## Begin Excerpted data
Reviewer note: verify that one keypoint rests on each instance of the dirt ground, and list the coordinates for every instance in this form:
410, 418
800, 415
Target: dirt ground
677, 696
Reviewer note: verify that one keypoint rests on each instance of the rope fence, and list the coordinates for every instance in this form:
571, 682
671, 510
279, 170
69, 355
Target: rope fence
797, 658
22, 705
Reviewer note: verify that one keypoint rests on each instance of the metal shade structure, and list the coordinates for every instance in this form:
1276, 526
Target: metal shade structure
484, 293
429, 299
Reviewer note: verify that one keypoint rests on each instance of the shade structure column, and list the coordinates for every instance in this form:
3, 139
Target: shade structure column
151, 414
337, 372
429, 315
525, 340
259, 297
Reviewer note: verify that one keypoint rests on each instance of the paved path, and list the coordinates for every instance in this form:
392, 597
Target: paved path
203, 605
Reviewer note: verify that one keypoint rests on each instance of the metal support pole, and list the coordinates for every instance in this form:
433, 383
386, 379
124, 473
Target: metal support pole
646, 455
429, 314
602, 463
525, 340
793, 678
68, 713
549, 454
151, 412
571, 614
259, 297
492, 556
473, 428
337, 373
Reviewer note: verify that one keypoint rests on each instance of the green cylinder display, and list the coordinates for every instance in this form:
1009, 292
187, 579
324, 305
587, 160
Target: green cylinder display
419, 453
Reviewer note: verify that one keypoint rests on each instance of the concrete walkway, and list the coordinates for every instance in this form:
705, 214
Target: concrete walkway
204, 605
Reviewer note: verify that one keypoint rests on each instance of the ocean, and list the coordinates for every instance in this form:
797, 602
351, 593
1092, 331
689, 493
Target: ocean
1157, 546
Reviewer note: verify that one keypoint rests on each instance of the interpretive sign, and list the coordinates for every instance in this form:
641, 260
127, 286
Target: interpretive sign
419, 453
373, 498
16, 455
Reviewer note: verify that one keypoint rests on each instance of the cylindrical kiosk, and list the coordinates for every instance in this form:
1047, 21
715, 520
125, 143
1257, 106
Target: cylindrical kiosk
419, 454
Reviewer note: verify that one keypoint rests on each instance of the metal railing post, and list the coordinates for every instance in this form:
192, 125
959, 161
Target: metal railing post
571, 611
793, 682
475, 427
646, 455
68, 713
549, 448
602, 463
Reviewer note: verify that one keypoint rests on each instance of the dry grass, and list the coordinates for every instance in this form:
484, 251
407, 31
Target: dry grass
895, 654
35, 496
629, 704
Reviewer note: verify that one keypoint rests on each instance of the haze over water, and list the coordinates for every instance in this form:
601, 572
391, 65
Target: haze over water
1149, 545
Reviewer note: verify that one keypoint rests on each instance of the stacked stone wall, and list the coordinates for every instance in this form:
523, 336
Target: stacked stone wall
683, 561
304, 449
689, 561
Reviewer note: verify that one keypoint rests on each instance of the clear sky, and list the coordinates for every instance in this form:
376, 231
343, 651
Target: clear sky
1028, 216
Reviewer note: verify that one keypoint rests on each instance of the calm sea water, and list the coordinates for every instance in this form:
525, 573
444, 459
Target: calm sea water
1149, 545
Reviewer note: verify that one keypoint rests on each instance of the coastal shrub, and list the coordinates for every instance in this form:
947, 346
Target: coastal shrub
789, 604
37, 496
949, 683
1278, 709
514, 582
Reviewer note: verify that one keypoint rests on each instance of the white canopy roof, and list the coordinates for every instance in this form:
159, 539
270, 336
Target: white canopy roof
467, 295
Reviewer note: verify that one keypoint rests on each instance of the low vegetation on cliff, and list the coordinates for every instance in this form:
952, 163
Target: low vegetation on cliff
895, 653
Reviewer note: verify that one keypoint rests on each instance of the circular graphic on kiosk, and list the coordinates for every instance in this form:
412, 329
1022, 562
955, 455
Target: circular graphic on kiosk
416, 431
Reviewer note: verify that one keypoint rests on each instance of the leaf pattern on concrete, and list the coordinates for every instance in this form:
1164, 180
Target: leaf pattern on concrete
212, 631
## End Excerpted data
• Work to be completed:
Set out every line of the rows above as a numbered list, skipping any blank lines.

• Answer below:
1. Reviewer note: verify that one keypoint rests on each instance of the dirt ground, and list the coordinates for every instance in this form:
2. 410, 418
3. 800, 415
4. Target: dirt ground
5. 677, 696
6. Reviewer note: verify that one keypoint rests on each instance of the rope fence, and list the coordinates for every instance in this form:
7. 571, 682
8. 671, 510
9. 279, 170
10. 69, 355
11. Target: rope fence
12. 797, 658
13. 22, 705
14. Reviewer note: verify that one keypoint rests on each instance of the metal shade structure, and list the coordinates for every instance in this form:
15. 1276, 526
16. Target: metal shade structure
17. 484, 293
18. 429, 299
19. Reviewer note: verify that one keypoint rests on each instance of the shade structure column, and list the coordinates for every instance in this form:
20. 3, 139
21. Target: shade structure column
22. 151, 414
23. 337, 372
24. 429, 315
25. 525, 340
26. 259, 297
27. Reviewer note: verify that one keypoint rests on each instance of the paved path, and list the coordinates for every instance in this form:
28. 392, 597
29. Target: paved path
30. 203, 605
31. Reviewer note: verify that one keypoint rests on each instance of the metal support pole, and list the coordinates for every instance in this form:
32. 433, 383
33. 386, 379
34. 124, 473
35. Target: metal support pole
36. 646, 455
37. 429, 314
38. 602, 463
39. 525, 340
40. 793, 678
41. 68, 713
42. 549, 454
43. 151, 412
44. 571, 614
45. 259, 297
46. 492, 556
47. 473, 428
48. 337, 373
49. Reviewer note: verify that one keypoint rests on each instance of the green cylinder display, and list the coordinates for every instance in this form:
50. 1009, 292
51. 187, 579
52. 324, 305
53. 587, 160
54. Target: green cylinder display
55. 419, 453
56. Reviewer note: verify that one keypoint rests on each instance of the concrete walkway, and list the coordinates for every instance in this form:
57. 705, 214
58. Target: concrete walkway
59. 204, 605
60. Reviewer note: verify that one keypoint rests on each instance of the ocean, and list the coordinates for every instance in this form:
61. 797, 602
62. 351, 593
63. 1092, 331
64. 689, 493
65. Target: ocean
66. 1157, 546
67. Reviewer note: verify that one keypoint rests on each instance of the interpretive sign, and list the coordinates for every instance in this form:
68. 641, 260
69. 127, 286
70. Target: interpretive sign
71. 419, 453
72. 373, 498
73. 16, 455
74. Reviewer note: verify that one keypoint rests on each instance of the cylindrical kiosk, and list the coordinates for every instance in this form:
75. 1047, 21
76. 715, 520
77. 125, 143
78. 1257, 106
79. Target: cylindrical kiosk
80. 419, 454
81. Reviewer note: verify that one keypoint rests on each instance of the metal railing post, and list the coordinates for every instance in this form:
82. 192, 125
83. 959, 161
84. Target: metal railing post
85. 571, 611
86. 793, 682
87. 475, 427
88. 646, 455
89. 68, 713
90. 549, 448
91. 602, 463
92. Reviewer note: verify that one keypoint rests on each instance of the dry grass, and list the coordinates for every instance in this form:
93. 484, 251
94. 407, 31
95. Target: dry grass
96. 895, 654
97. 35, 496
98. 629, 704
99. Reviewer note: verify that one keypoint rests on each instance of the haze over water, and list the coordinates for every instance in this form:
100. 601, 572
101. 391, 65
102. Target: haze over water
103. 1149, 545
104. Reviewer note: verify that one keypoint rests on each instance of the stacked stone wall, and list the coordinates for every instance in this form:
105. 523, 336
106. Target: stacked stone wall
107. 683, 561
108. 304, 449
109. 689, 561
110. Reviewer note: verify that one keypoint rests on each instance of the clear sky, and list the coordinates for every instance in this form:
111. 376, 231
112. 343, 651
113. Target: clear sky
114. 1028, 216
115. Reviewer note: verify that one keypoint rests on each instance of the calm sea water, and list the coordinates for every instance in this form:
116. 525, 573
117. 444, 459
118. Target: calm sea water
119. 1149, 545
120. Reviewer note: verify that one keypoint rests on each instance of the coastal shrub, and list the coordinates for every instance in this form:
121. 947, 346
122. Target: coastal shrub
123. 789, 604
124. 37, 496
125. 949, 683
126. 1278, 709
127. 514, 582
128. Reviewer note: verify that one keypoint rests on each instance of the white canopy roof, and list the coordinates for every instance in this form:
129. 159, 539
130. 270, 336
131. Target: white canopy roof
132. 467, 295
133. Reviewer note: verify that one keypoint rests on each instance of the low vegetation on cliff, and list the coordinates for every instance in this form:
134. 952, 163
135. Target: low vegetation on cliff
136. 895, 653
137. Reviewer note: verify that one keypoint rests on each instance of the circular graphic on kiosk, and list the coordinates for every instance in this form:
138. 412, 329
139. 1022, 562
140. 955, 455
141. Target: circular graphic on kiosk
142. 416, 431
143. Reviewer note: verify that one keypoint rests on each instance of the leaf pattern on concrete, and list the coordinates for every instance in this form:
144. 1164, 180
145. Target: leaf pattern on concrete
146. 212, 631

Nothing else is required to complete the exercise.